=== Tujuan Tugas ===
Ubah baris-baris pada entri di bawah menjadi tabel Markdown dengan kolom Nomor dan Baris, mulai dari baris yang memuat "Data labeling task — object class: adult" dan berhenti setelah baris yang memuat "293 368 441 459". Baris kosong tidak perlu dimasukkan.

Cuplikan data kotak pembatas
.....

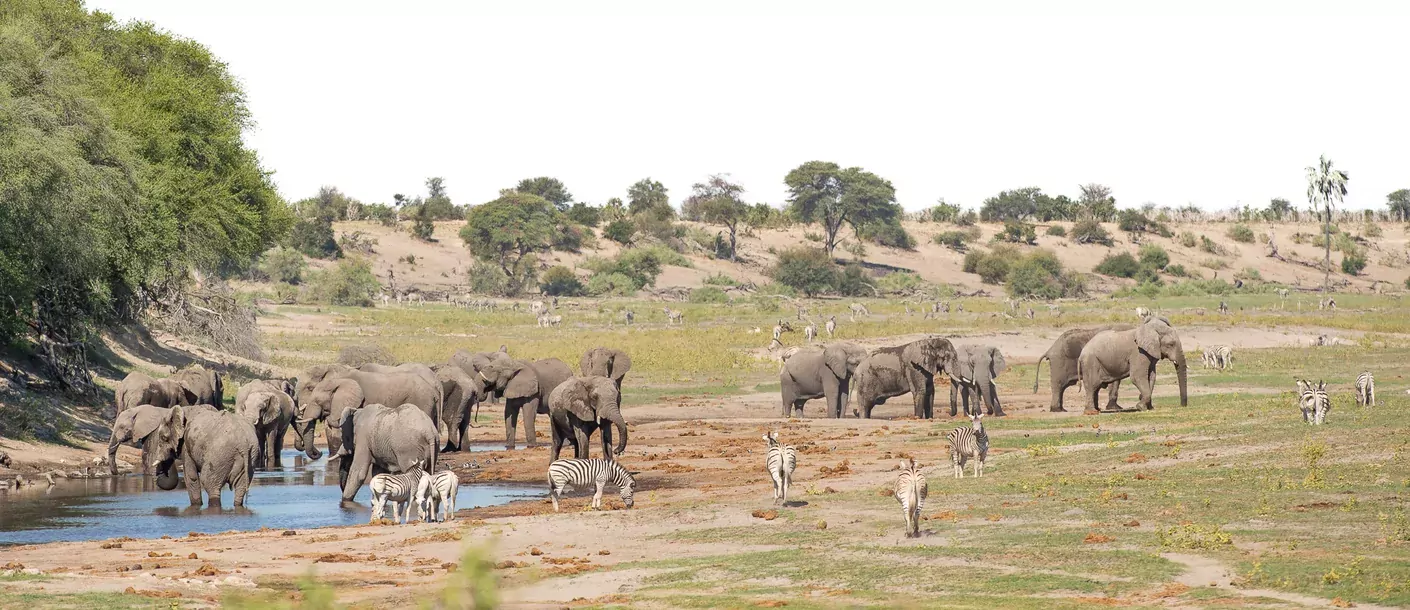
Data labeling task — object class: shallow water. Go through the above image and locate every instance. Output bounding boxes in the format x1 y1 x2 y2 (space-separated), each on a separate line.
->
0 445 546 545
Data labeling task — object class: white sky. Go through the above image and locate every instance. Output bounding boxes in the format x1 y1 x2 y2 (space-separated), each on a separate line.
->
89 0 1410 210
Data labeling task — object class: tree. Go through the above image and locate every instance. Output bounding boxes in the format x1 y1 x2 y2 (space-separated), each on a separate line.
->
1307 155 1351 294
515 176 572 211
460 190 556 296
784 161 901 256
681 173 749 262
1386 189 1410 223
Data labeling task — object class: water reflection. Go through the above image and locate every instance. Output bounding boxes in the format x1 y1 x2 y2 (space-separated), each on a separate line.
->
0 449 544 545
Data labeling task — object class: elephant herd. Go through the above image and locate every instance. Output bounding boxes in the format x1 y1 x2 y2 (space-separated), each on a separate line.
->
109 348 632 506
778 317 1189 418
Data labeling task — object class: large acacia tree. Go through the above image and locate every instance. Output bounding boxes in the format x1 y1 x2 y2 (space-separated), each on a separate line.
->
784 161 901 256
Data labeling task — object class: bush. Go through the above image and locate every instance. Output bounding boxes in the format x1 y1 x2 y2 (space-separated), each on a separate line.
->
1228 223 1253 244
1141 244 1170 269
1069 218 1111 247
1093 252 1141 278
691 286 729 303
539 265 584 296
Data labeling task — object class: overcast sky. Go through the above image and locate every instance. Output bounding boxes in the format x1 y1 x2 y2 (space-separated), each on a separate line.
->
89 0 1410 210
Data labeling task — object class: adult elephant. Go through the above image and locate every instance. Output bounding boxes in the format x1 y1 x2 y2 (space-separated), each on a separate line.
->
1077 317 1189 413
851 337 969 420
578 348 632 391
235 379 295 469
329 404 440 502
1034 324 1135 413
431 363 485 452
949 344 1008 417
148 404 259 509
113 372 199 416
107 404 171 475
778 341 867 417
478 358 572 449
548 375 626 463
293 368 441 459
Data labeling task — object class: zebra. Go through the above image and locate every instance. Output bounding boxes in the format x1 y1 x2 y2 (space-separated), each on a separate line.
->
1356 371 1376 407
1297 379 1331 425
420 471 460 521
894 458 928 538
764 430 798 504
945 411 988 479
548 459 636 513
368 466 429 523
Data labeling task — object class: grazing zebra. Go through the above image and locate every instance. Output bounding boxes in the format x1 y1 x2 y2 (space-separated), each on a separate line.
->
895 458 928 538
368 466 429 523
1297 379 1331 425
422 471 460 521
945 410 988 479
548 459 636 513
1356 371 1376 407
764 430 798 504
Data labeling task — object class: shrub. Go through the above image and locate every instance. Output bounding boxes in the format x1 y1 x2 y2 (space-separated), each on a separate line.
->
539 265 584 296
1093 252 1141 278
691 286 729 303
1069 218 1111 247
1141 244 1170 269
1228 223 1253 244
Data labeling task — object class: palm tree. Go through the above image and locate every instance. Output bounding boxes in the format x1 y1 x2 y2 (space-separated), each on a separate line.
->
1307 155 1351 296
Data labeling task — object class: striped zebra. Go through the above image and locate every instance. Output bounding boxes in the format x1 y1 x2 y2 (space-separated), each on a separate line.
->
548 459 636 513
1297 379 1331 425
368 466 430 523
895 458 928 538
420 471 460 521
1356 371 1376 407
764 430 798 504
945 411 988 479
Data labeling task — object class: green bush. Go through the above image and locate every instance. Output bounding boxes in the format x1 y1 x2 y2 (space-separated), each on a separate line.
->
1093 252 1141 278
539 265 584 296
1141 244 1170 269
691 286 729 303
1228 223 1253 244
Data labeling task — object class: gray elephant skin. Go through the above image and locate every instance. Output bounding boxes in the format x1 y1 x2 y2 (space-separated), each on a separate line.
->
1034 324 1135 413
949 344 1008 417
778 342 867 417
113 372 199 416
548 376 626 463
148 404 259 509
479 358 572 449
851 337 959 420
235 379 295 469
293 365 441 459
329 404 440 502
107 404 171 475
1077 317 1189 413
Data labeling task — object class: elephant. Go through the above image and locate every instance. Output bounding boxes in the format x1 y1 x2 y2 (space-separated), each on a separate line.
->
479 358 572 449
1077 317 1190 413
949 344 1008 417
431 365 485 452
293 366 441 459
578 348 632 391
172 365 226 409
148 404 259 509
113 372 199 417
851 337 969 420
107 404 171 475
235 379 295 469
329 403 440 502
778 341 867 417
548 375 626 463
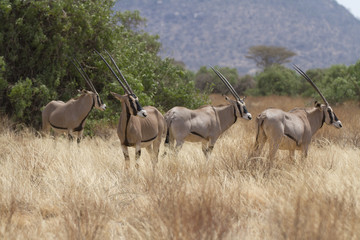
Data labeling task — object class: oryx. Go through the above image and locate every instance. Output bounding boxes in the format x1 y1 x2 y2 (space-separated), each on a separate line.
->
95 50 166 169
254 65 342 164
165 67 251 157
42 59 106 143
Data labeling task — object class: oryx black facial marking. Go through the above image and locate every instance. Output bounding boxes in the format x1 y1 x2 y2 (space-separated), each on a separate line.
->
236 101 243 117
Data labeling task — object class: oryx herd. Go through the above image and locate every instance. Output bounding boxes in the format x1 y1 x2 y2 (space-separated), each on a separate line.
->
42 50 342 169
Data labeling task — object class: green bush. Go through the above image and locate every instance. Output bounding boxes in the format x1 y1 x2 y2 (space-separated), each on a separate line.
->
0 0 207 131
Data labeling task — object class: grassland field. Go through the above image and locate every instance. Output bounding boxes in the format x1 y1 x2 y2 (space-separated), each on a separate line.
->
0 95 360 240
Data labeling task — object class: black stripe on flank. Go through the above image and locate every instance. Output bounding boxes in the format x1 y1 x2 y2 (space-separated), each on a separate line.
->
285 133 299 146
141 135 157 142
191 132 205 139
49 121 67 130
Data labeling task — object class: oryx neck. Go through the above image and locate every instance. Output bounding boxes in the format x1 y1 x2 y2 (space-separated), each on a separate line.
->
306 108 325 134
119 102 131 146
74 95 95 132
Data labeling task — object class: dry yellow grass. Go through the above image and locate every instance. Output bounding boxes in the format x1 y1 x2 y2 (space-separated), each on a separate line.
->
0 97 360 239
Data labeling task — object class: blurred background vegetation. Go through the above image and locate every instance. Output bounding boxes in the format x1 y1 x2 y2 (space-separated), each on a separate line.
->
0 0 360 135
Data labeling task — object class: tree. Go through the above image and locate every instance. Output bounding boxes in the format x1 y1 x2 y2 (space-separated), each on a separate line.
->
245 45 296 69
0 0 206 127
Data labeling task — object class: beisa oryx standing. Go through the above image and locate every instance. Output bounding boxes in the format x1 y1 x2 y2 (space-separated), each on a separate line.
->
42 59 106 143
96 51 166 169
253 65 342 166
165 67 251 157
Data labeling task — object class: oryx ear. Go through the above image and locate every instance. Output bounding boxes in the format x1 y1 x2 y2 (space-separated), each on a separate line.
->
110 92 122 100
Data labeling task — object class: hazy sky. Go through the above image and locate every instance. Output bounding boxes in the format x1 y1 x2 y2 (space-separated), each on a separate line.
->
336 0 360 19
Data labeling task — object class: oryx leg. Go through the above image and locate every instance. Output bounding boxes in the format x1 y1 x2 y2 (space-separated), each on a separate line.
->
41 117 51 136
121 144 130 169
68 129 74 141
175 139 185 154
301 144 309 160
135 143 141 169
250 128 267 157
76 129 84 143
269 137 281 169
201 139 216 159
289 149 295 163
152 136 161 165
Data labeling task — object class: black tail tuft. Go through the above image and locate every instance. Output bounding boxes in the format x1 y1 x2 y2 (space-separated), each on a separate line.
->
165 127 170 144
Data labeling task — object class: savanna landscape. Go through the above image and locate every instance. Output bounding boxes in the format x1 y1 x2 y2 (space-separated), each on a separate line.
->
0 95 360 239
0 0 360 240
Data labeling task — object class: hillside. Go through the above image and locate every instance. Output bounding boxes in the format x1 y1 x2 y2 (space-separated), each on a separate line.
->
115 0 360 74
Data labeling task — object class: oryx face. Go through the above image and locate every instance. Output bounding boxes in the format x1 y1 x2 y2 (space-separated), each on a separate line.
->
318 104 342 128
93 93 106 111
325 106 342 128
225 96 252 120
128 94 147 117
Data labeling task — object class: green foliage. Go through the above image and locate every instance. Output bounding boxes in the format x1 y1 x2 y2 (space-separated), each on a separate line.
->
9 78 32 118
0 0 207 131
252 65 301 96
302 65 356 103
347 60 360 100
0 57 8 94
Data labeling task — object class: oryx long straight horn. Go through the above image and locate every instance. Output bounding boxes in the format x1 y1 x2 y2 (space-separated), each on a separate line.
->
293 64 329 105
210 66 241 100
94 49 131 94
105 49 134 94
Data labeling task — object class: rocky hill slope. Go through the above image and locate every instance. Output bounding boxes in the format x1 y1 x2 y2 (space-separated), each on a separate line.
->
115 0 360 74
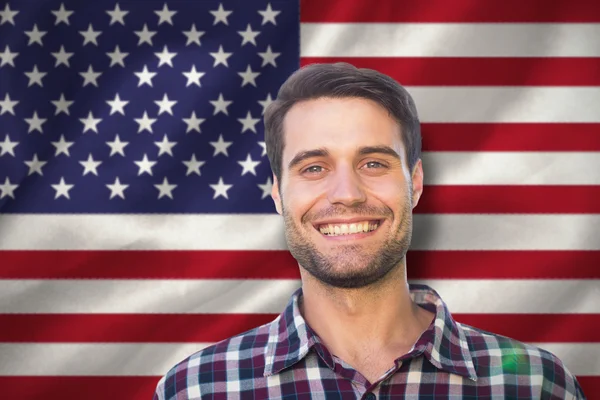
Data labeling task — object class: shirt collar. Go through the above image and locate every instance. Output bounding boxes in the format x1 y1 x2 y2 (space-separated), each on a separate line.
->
264 284 477 381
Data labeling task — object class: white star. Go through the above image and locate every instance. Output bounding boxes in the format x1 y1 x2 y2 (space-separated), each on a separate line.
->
183 65 205 87
106 3 129 26
50 135 75 157
0 93 19 115
154 177 177 199
50 46 74 67
134 154 156 176
106 177 129 200
209 177 233 199
79 111 102 133
106 45 129 67
52 3 73 25
0 4 19 25
258 3 281 25
79 153 102 176
208 46 233 67
0 177 19 199
106 134 129 157
154 3 177 25
183 111 204 133
210 3 233 25
24 111 47 133
154 46 177 67
79 24 102 46
238 111 260 133
183 154 206 176
25 153 48 176
209 134 233 157
50 176 75 200
238 24 260 46
106 93 129 115
154 134 177 157
238 153 260 176
0 46 19 67
154 93 177 115
133 24 156 46
79 64 102 87
0 134 19 157
258 177 273 200
134 111 156 133
183 24 206 46
210 93 233 115
238 64 260 87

.....

=== Jawaban Tertulis ===
| Nomor | Baris |
|---|---|
| 1 | Data labeling task — object class: adult elephant. Go through the above image and locate every instance. Output bounding boxes in the format x1 y1 x2 y2 (space-separated), each on a separate line. |
| 2 | -> |
| 3 | 1077 317 1189 413 |
| 4 | 851 337 969 420 |
| 5 | 578 348 632 391 |
| 6 | 235 379 295 469 |
| 7 | 329 404 440 502 |
| 8 | 1034 324 1135 413 |
| 9 | 431 363 485 452 |
| 10 | 949 344 1008 417 |
| 11 | 148 404 259 509 |
| 12 | 113 372 199 416 |
| 13 | 107 404 171 475 |
| 14 | 778 341 867 417 |
| 15 | 478 358 572 449 |
| 16 | 548 375 626 463 |
| 17 | 293 368 441 459 |